[Requirement] Only the lines starting at the one that contains "Task: mark the low" and running to the end should be repeated, exactly as written.

Dataset records:
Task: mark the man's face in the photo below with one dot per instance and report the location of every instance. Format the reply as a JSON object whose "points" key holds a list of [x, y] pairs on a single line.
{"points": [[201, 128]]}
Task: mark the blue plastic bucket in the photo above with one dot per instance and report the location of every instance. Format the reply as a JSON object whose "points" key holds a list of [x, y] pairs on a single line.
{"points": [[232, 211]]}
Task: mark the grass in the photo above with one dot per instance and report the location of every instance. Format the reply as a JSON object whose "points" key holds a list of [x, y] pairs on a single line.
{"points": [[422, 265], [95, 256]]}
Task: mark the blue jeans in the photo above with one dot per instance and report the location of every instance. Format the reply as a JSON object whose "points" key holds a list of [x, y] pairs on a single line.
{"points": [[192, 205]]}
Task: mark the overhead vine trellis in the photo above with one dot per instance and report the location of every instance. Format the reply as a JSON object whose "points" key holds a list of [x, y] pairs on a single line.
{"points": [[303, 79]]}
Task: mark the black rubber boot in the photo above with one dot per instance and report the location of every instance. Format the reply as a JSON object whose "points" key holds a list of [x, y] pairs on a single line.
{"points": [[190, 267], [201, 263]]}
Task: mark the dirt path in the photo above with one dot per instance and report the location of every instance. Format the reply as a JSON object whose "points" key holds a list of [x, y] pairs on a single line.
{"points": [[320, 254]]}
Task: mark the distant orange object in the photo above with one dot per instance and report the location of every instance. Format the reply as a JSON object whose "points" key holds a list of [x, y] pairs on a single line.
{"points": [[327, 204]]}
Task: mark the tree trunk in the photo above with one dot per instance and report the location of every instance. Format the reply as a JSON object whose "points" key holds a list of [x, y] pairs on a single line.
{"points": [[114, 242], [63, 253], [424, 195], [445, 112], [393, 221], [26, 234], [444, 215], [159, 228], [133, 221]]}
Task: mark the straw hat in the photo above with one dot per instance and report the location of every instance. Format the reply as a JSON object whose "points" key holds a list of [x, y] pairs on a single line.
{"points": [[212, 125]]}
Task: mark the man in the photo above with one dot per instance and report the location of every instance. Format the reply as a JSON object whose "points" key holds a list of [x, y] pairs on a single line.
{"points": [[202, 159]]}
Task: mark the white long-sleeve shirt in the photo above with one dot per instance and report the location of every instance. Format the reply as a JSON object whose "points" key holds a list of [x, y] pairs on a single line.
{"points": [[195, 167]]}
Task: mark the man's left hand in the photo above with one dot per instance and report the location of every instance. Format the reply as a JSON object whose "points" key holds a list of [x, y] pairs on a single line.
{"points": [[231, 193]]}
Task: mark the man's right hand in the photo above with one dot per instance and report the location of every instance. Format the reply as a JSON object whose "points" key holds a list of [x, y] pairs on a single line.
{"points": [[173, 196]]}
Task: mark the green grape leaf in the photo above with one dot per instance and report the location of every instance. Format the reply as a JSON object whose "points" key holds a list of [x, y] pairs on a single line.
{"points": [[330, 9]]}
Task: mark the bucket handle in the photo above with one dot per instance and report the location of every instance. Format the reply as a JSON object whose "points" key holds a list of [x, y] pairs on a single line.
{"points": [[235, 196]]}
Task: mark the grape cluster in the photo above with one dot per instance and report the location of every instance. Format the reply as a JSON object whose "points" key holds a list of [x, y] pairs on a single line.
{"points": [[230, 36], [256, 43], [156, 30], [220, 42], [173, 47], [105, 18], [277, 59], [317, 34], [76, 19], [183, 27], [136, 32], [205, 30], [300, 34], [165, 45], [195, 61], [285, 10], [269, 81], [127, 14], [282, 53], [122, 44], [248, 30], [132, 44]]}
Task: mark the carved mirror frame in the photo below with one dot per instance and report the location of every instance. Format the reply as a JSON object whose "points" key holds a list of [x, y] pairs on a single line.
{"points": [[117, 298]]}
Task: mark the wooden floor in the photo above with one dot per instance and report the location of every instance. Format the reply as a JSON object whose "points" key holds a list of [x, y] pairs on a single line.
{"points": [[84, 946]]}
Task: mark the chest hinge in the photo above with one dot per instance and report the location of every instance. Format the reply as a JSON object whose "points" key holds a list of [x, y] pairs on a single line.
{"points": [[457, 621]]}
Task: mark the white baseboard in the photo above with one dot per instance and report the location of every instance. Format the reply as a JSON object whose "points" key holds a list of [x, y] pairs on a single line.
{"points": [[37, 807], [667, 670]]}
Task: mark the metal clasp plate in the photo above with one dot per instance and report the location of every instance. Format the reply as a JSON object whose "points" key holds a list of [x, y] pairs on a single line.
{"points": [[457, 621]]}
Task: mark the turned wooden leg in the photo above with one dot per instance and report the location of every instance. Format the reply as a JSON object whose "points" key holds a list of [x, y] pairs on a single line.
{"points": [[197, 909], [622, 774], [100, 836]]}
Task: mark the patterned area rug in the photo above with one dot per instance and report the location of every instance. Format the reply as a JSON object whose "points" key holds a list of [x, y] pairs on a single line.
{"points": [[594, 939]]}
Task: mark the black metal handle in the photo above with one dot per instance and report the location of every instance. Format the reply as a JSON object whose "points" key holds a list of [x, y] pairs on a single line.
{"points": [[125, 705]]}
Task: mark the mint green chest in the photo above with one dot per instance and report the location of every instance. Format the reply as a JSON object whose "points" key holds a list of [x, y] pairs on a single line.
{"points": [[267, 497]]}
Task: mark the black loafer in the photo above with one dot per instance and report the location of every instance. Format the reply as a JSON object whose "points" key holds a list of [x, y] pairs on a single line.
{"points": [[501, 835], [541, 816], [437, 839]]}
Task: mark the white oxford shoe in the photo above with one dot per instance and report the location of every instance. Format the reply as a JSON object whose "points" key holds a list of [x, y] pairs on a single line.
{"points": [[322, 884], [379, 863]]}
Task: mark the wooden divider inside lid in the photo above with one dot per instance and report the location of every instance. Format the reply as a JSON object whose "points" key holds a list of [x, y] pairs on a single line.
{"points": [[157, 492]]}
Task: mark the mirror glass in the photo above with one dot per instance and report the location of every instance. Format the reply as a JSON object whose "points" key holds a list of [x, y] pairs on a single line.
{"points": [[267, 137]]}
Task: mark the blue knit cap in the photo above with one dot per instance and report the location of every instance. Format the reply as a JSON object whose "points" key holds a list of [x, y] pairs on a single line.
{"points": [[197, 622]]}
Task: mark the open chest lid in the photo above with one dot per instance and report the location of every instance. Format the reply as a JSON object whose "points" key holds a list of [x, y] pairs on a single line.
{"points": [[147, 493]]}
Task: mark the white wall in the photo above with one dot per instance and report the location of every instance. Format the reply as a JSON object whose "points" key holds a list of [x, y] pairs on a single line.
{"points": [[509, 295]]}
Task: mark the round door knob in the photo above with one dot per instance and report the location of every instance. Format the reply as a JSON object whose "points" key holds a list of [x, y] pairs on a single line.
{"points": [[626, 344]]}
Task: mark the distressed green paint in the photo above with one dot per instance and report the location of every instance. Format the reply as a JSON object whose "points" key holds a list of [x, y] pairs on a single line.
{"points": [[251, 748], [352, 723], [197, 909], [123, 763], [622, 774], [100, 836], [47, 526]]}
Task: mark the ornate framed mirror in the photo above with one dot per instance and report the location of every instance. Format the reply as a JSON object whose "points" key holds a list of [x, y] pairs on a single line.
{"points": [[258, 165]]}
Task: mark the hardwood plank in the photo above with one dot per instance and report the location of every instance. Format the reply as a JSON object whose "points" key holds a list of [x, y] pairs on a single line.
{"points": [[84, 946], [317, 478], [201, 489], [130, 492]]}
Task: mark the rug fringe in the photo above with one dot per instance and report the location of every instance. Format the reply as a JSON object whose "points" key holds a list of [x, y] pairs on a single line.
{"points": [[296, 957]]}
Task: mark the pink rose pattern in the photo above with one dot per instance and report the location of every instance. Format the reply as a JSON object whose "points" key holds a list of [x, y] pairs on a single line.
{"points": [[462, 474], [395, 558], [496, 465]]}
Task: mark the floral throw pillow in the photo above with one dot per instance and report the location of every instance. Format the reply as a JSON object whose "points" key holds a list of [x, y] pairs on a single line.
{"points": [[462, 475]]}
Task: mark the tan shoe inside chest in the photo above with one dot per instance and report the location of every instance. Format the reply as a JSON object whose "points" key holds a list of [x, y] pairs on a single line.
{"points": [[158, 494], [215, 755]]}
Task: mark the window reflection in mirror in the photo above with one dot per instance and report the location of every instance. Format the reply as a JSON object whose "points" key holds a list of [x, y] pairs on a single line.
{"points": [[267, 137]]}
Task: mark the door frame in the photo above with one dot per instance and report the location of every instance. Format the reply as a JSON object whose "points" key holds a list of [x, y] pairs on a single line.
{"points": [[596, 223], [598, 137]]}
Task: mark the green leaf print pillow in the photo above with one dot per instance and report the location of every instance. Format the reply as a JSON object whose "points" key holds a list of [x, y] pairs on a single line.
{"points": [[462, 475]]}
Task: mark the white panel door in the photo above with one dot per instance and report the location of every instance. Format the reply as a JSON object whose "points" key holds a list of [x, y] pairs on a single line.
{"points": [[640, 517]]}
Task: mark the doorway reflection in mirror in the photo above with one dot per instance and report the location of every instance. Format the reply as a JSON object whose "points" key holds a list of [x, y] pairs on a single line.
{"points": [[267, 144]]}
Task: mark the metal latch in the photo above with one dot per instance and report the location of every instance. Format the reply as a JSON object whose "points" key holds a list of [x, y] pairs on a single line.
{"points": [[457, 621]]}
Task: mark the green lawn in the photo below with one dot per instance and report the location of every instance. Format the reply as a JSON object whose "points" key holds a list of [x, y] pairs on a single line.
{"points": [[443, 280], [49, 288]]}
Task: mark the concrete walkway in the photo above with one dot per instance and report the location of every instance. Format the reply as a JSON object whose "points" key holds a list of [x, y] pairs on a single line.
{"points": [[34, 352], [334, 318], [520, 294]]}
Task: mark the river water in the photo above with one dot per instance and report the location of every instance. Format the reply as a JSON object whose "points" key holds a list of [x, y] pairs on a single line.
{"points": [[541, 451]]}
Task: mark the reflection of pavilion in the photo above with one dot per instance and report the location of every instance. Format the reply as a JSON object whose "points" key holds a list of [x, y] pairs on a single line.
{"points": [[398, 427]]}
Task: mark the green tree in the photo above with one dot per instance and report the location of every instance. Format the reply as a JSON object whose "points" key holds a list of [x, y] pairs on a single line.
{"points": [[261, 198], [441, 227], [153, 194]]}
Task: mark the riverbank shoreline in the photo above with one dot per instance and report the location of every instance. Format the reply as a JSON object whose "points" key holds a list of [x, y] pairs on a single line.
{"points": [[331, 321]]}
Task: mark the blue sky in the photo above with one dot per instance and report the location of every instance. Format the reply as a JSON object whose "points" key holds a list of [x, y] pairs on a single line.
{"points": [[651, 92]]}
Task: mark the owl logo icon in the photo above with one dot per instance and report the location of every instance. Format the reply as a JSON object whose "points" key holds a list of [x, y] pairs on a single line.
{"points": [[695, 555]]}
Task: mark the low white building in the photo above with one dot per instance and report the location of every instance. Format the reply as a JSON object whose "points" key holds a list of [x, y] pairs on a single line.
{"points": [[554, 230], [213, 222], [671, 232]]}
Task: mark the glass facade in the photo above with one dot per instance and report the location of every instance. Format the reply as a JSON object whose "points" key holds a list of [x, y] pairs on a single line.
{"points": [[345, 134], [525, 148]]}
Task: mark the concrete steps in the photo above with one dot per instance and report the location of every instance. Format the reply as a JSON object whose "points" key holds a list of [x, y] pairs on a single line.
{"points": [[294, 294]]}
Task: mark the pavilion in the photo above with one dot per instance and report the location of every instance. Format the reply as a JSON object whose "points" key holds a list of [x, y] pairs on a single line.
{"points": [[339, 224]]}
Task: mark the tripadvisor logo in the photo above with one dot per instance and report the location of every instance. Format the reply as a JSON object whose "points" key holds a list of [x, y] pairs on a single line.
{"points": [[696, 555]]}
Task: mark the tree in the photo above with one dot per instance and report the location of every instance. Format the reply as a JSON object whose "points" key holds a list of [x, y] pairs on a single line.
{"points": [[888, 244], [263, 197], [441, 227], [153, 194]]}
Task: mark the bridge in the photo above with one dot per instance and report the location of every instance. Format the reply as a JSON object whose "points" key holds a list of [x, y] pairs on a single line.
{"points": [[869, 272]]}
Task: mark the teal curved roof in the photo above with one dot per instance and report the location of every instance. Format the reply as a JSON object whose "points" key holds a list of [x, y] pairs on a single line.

[Output of the exercise]
Task: mark the low white building in the photo above with one dot per instance and report the location of every instance. Format the reply as a JSON object whose "points" key holds a list of [x, y] pairs on a single line.
{"points": [[554, 230], [213, 222], [671, 232]]}
Task: mark the glass facade in the photo above with one dot per instance and report the location of every instance. Format the reply as a JSON object whose "points" key holds a list of [x, y] pairs on a single line.
{"points": [[345, 134], [525, 148]]}
Task: mark the concrete steps in the photo above with one dot per instance and report the location of every instance. Format the reply as a JSON object whose "points" key holds a list of [x, y] pairs on a single line.
{"points": [[294, 294]]}
Task: mark the pavilion in the photo above with one dot per instance and report the location of every instance. Format the reply as a JSON object whose "points" key holds a list of [x, y] pairs on a single line.
{"points": [[339, 224]]}
Task: mark the tripadvisor logo in the photo above with one dot per instance and report the location of every instance. Format the reply as a JSON object whose "points" key holds a list of [x, y] pairs on a single line.
{"points": [[696, 555]]}
Task: mark the tree in the photo above with one dot per instance and report the location of every instance. Format the reply as a JSON object whose "points" key holds a list of [x, y] pairs on a single line.
{"points": [[888, 244], [263, 197], [441, 227], [153, 194]]}
Task: mark the bridge in the photo above with one dot per instance and report the location of every instance. Format the reply as a JSON object whose "points" key holds a list of [x, y] pairs on a single line.
{"points": [[869, 272]]}
Task: mark the teal curved roof in the photo above with one dot per instance and report the location of every instance. Format the reply as a JSON object whose "points" key holds a list of [x, y] pairs on a single line.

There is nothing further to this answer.